**Supplied material:**

========================

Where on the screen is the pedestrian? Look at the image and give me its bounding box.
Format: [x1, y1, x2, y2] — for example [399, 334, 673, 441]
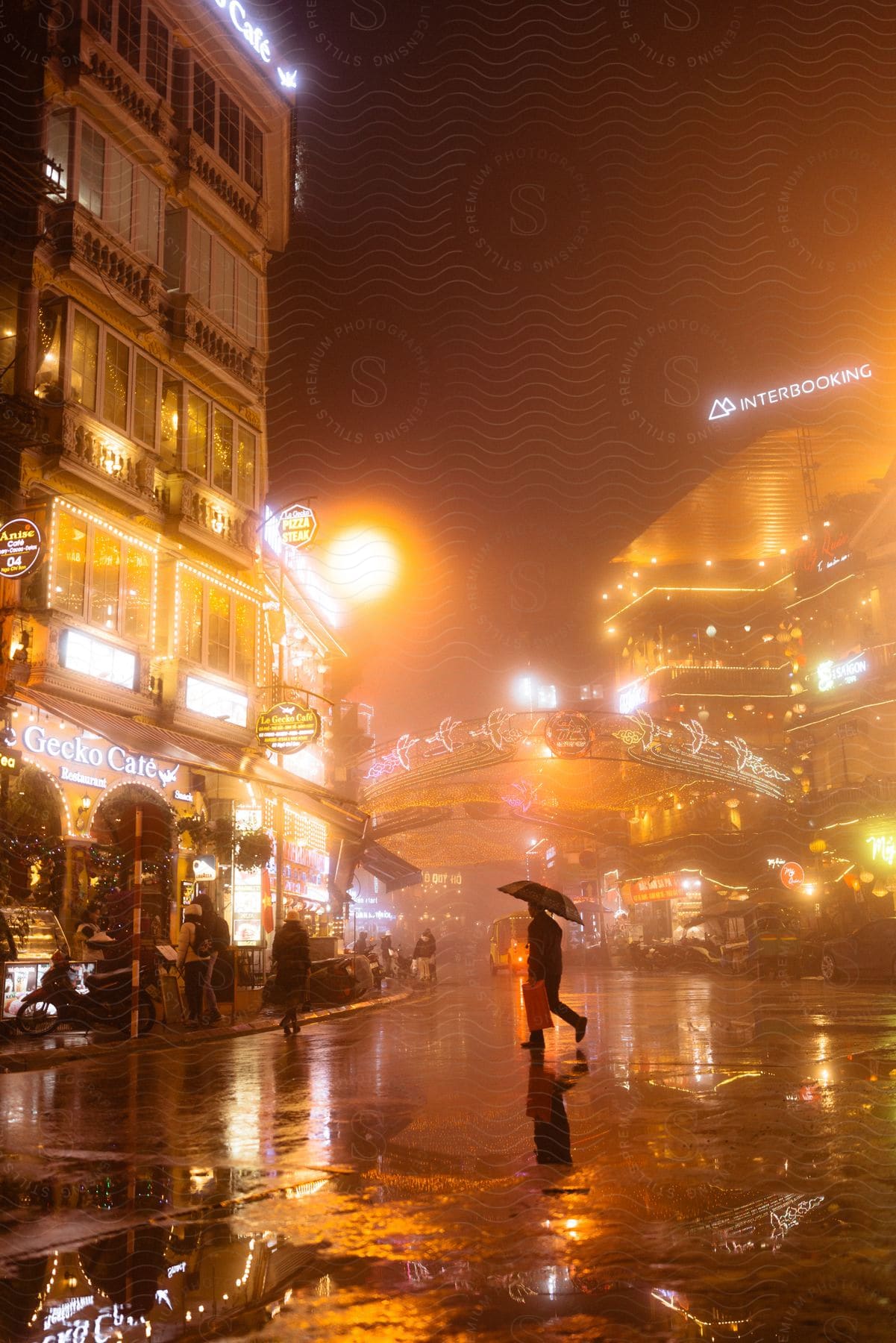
[272, 910, 312, 1036]
[522, 903, 589, 1049]
[178, 904, 211, 1026]
[414, 928, 435, 984]
[196, 890, 230, 1026]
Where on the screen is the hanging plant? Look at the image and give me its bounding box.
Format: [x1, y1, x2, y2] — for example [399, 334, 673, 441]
[234, 830, 274, 871]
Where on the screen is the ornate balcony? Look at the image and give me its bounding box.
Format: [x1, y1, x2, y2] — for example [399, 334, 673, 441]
[43, 404, 161, 521]
[160, 472, 258, 566]
[169, 294, 265, 396]
[47, 201, 166, 319]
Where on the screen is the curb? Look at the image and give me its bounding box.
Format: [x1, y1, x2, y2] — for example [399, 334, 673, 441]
[0, 989, 413, 1074]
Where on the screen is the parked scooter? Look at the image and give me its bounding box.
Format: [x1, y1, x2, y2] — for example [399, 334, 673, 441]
[16, 952, 156, 1036]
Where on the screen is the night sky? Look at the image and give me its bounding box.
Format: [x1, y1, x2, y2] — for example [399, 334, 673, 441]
[260, 0, 896, 737]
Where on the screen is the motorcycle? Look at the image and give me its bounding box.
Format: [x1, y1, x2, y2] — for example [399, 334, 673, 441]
[16, 960, 156, 1036]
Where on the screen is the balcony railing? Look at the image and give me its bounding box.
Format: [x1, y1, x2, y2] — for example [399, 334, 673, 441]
[44, 404, 161, 514]
[169, 294, 263, 396]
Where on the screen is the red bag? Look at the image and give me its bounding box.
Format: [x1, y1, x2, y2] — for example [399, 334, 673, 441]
[522, 979, 554, 1030]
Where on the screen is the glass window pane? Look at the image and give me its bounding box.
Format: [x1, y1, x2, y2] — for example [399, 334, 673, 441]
[236, 266, 258, 345]
[243, 117, 265, 191]
[236, 425, 255, 507]
[122, 545, 151, 643]
[71, 313, 99, 411]
[104, 145, 133, 242]
[133, 354, 158, 447]
[218, 89, 239, 172]
[158, 375, 183, 463]
[234, 599, 255, 683]
[187, 222, 211, 307]
[133, 173, 161, 265]
[118, 0, 141, 70]
[212, 411, 234, 494]
[78, 122, 106, 219]
[146, 10, 169, 98]
[208, 587, 230, 675]
[46, 111, 69, 192]
[187, 392, 208, 480]
[89, 529, 121, 630]
[87, 0, 111, 42]
[178, 569, 203, 662]
[102, 332, 131, 430]
[211, 243, 236, 326]
[193, 64, 215, 149]
[52, 509, 87, 615]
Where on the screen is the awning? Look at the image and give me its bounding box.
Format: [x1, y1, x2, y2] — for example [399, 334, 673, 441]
[16, 686, 369, 843]
[359, 843, 423, 890]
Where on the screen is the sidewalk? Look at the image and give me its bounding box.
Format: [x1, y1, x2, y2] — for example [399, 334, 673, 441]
[0, 989, 411, 1073]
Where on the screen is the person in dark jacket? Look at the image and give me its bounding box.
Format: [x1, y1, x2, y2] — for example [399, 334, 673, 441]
[522, 904, 589, 1049]
[272, 910, 312, 1036]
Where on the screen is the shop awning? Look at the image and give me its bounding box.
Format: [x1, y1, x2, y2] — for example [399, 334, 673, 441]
[16, 686, 369, 843]
[359, 843, 423, 890]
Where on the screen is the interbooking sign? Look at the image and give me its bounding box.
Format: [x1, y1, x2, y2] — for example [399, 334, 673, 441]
[709, 364, 872, 420]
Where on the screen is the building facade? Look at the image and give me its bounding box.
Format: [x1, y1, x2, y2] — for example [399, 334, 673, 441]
[0, 0, 366, 947]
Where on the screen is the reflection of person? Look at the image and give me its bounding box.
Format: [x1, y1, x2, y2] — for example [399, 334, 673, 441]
[522, 904, 589, 1049]
[272, 910, 312, 1036]
[178, 905, 207, 1026]
[414, 928, 435, 984]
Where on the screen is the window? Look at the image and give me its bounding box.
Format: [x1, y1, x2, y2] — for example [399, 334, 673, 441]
[236, 425, 255, 507]
[87, 532, 121, 630]
[193, 63, 265, 192]
[71, 312, 99, 411]
[187, 220, 258, 345]
[205, 587, 230, 675]
[78, 121, 161, 265]
[102, 332, 131, 431]
[131, 354, 158, 447]
[218, 89, 239, 172]
[146, 10, 171, 99]
[52, 509, 87, 615]
[193, 66, 215, 149]
[78, 122, 106, 219]
[178, 567, 258, 687]
[51, 507, 154, 643]
[187, 392, 208, 480]
[243, 117, 265, 192]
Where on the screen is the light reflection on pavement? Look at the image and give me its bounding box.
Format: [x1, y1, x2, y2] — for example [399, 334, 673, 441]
[0, 972, 896, 1343]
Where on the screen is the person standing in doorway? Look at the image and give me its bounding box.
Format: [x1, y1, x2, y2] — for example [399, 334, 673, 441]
[178, 905, 211, 1026]
[272, 910, 312, 1036]
[522, 904, 589, 1049]
[196, 890, 230, 1026]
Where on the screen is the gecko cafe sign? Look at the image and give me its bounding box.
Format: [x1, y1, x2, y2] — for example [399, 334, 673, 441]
[14, 722, 180, 789]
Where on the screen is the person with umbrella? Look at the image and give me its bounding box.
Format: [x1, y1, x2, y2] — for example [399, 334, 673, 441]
[498, 881, 589, 1049]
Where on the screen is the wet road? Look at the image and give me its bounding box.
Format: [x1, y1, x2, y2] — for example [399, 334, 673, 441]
[0, 972, 896, 1343]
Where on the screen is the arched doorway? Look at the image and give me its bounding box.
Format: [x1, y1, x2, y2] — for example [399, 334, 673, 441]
[90, 783, 176, 936]
[0, 764, 66, 913]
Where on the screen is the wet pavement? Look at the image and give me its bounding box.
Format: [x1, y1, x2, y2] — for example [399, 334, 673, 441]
[0, 972, 896, 1343]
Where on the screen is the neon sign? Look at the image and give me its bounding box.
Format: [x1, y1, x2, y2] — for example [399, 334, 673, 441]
[815, 653, 868, 692]
[619, 681, 648, 713]
[708, 364, 873, 420]
[213, 0, 298, 89]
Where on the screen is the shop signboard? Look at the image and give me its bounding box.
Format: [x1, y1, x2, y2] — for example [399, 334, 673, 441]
[280, 504, 317, 551]
[544, 713, 594, 760]
[0, 517, 40, 579]
[780, 863, 806, 890]
[255, 701, 321, 755]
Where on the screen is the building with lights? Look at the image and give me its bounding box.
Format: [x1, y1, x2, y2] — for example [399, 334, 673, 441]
[0, 0, 367, 947]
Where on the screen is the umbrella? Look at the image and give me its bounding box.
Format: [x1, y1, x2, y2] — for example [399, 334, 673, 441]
[498, 881, 582, 923]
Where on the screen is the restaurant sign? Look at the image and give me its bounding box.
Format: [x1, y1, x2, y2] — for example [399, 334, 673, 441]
[278, 504, 317, 551]
[255, 701, 321, 755]
[0, 517, 40, 579]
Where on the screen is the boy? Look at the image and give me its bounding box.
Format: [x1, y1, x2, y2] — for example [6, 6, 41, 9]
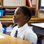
[11, 6, 37, 44]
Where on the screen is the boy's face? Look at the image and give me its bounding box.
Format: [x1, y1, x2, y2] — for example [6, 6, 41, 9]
[13, 8, 25, 24]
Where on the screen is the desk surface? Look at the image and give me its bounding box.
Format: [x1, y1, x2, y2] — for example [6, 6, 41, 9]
[31, 23, 44, 28]
[0, 33, 32, 44]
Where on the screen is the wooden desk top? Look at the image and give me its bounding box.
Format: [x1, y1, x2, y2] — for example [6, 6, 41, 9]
[31, 23, 44, 28]
[0, 33, 32, 44]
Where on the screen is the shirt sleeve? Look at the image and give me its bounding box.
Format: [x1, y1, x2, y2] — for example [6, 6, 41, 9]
[24, 33, 37, 44]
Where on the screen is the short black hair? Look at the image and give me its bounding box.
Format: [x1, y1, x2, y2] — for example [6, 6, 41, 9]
[19, 6, 32, 21]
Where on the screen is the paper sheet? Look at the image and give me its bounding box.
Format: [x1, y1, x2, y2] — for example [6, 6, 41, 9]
[0, 35, 5, 39]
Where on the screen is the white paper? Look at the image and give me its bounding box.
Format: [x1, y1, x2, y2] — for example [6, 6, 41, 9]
[3, 0, 25, 6]
[0, 35, 5, 39]
[32, 23, 44, 28]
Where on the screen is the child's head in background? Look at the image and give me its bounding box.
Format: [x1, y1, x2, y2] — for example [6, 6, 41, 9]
[13, 6, 32, 27]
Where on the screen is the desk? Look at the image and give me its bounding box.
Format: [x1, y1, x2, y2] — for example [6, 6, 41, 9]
[0, 33, 32, 44]
[31, 23, 44, 36]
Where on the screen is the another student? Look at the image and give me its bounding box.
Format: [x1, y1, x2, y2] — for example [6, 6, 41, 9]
[11, 6, 37, 44]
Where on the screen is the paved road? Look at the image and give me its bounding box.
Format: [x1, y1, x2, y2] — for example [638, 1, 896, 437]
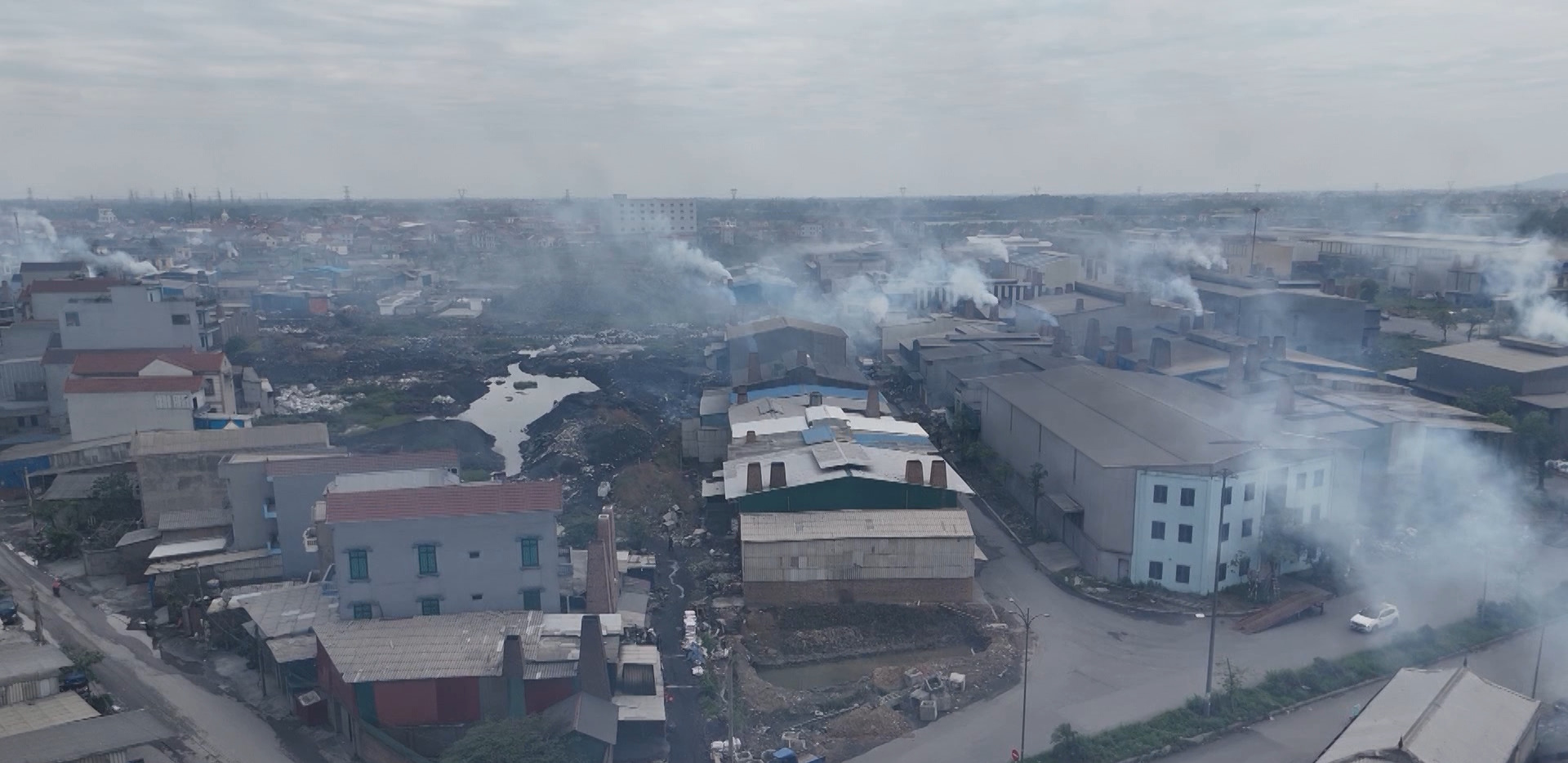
[1164, 623, 1568, 763]
[854, 496, 1568, 763]
[0, 547, 310, 763]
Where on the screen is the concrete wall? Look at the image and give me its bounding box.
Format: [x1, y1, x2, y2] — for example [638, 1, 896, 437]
[331, 512, 559, 617]
[66, 392, 203, 440]
[60, 286, 207, 350]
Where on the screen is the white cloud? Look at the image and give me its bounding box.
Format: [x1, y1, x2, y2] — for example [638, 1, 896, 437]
[0, 0, 1568, 196]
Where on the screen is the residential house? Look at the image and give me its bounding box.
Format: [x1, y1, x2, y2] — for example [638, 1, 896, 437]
[322, 480, 561, 618]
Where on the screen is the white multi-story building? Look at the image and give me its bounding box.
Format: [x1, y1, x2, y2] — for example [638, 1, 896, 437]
[605, 193, 696, 235]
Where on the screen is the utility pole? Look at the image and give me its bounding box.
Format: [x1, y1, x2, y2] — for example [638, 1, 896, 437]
[1007, 596, 1050, 760]
[1203, 470, 1236, 716]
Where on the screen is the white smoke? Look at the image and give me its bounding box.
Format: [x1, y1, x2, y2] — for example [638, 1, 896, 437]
[653, 240, 729, 281]
[0, 209, 158, 278]
[1486, 239, 1568, 344]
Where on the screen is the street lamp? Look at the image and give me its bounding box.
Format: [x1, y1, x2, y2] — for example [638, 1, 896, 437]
[1203, 470, 1236, 716]
[1007, 596, 1050, 758]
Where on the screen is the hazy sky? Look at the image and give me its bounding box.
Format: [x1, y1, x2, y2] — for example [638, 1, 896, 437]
[0, 0, 1568, 198]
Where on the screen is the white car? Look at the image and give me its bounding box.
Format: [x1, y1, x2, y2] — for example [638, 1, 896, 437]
[1350, 601, 1399, 632]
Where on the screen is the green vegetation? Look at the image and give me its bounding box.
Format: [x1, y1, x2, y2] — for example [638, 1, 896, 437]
[1029, 601, 1557, 763]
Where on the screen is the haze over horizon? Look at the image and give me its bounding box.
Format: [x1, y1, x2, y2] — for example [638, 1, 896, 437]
[0, 0, 1568, 198]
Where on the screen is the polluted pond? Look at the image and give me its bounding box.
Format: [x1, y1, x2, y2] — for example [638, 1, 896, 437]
[458, 350, 599, 474]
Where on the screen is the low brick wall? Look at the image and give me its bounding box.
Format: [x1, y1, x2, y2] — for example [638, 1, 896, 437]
[743, 578, 973, 606]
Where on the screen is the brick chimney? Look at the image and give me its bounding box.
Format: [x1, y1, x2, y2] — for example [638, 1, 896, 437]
[1149, 336, 1171, 369]
[577, 614, 613, 700]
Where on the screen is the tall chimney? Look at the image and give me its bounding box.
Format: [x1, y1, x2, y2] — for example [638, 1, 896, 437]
[1244, 339, 1268, 382]
[1275, 378, 1295, 416]
[577, 614, 613, 700]
[1149, 336, 1171, 369]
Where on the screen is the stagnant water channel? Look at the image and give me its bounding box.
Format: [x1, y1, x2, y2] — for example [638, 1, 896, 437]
[458, 350, 599, 474]
[757, 644, 973, 691]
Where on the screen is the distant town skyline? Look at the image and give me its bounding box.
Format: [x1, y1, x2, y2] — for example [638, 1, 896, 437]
[0, 0, 1568, 199]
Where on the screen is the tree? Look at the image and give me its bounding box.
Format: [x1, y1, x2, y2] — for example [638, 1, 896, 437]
[1047, 724, 1084, 760]
[1029, 462, 1050, 535]
[1432, 310, 1459, 344]
[441, 716, 576, 763]
[1513, 412, 1558, 490]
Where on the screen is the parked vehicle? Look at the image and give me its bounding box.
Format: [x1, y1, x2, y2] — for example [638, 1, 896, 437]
[1350, 601, 1399, 632]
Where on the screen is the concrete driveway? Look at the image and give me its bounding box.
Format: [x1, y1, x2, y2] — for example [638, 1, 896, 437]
[854, 501, 1568, 763]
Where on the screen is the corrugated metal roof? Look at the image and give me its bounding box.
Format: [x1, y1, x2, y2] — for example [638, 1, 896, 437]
[326, 480, 561, 521]
[0, 709, 177, 763]
[1317, 667, 1541, 763]
[740, 509, 975, 543]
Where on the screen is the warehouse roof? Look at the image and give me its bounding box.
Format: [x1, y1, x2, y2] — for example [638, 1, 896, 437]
[978, 364, 1334, 466]
[1317, 667, 1541, 763]
[740, 509, 975, 543]
[3, 709, 176, 763]
[326, 480, 561, 521]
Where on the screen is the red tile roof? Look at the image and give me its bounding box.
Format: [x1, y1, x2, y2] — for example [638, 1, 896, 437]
[70, 349, 225, 377]
[66, 377, 201, 394]
[326, 480, 561, 521]
[266, 451, 458, 477]
[25, 278, 130, 293]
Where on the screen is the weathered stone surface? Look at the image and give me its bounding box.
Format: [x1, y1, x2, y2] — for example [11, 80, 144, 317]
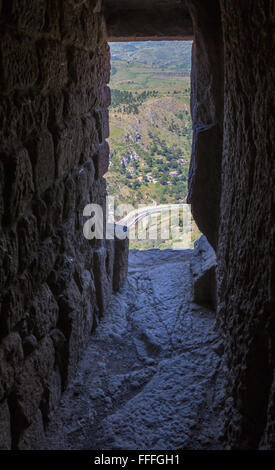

========================

**What is being asked:**
Convert the lines between the one holding "Where on the screen is the parked scooter?" and the one holding "[522, 979, 554, 1030]", inclusive, into a JSON list of strings with one string per line, skipping any blank lines.

**Exercise solution:**
[
  "Where on the screen is the parked scooter? Look at the image and give me its bounding box.",
  "Format: [x1, y1, x2, y2] — for example [399, 334, 673, 441]",
  "[16, 952, 156, 1036]",
  "Where on the screen is the night sky? Look at the image and give me its bounding box.",
  "Format: [x1, y1, x2, y2] — for example [399, 334, 673, 441]",
  "[260, 0, 896, 737]",
  "Where on the screen is the motorcycle? Look at the image and give me its bounding box.",
  "Format: [x1, y1, x2, y2] — for example [399, 334, 673, 441]",
  "[16, 960, 156, 1036]",
  "Where on the screen is the balcony railing? Look at the image and give me its bounding box.",
  "Format: [x1, y1, x2, y2] — for example [399, 334, 673, 441]",
  "[44, 404, 161, 514]",
  "[169, 294, 263, 396]",
  "Where on the screen is the red bag? Look at the image and give me its bounding box.",
  "Format: [x1, y1, x2, y2] — for example [399, 334, 673, 441]",
  "[522, 979, 554, 1030]"
]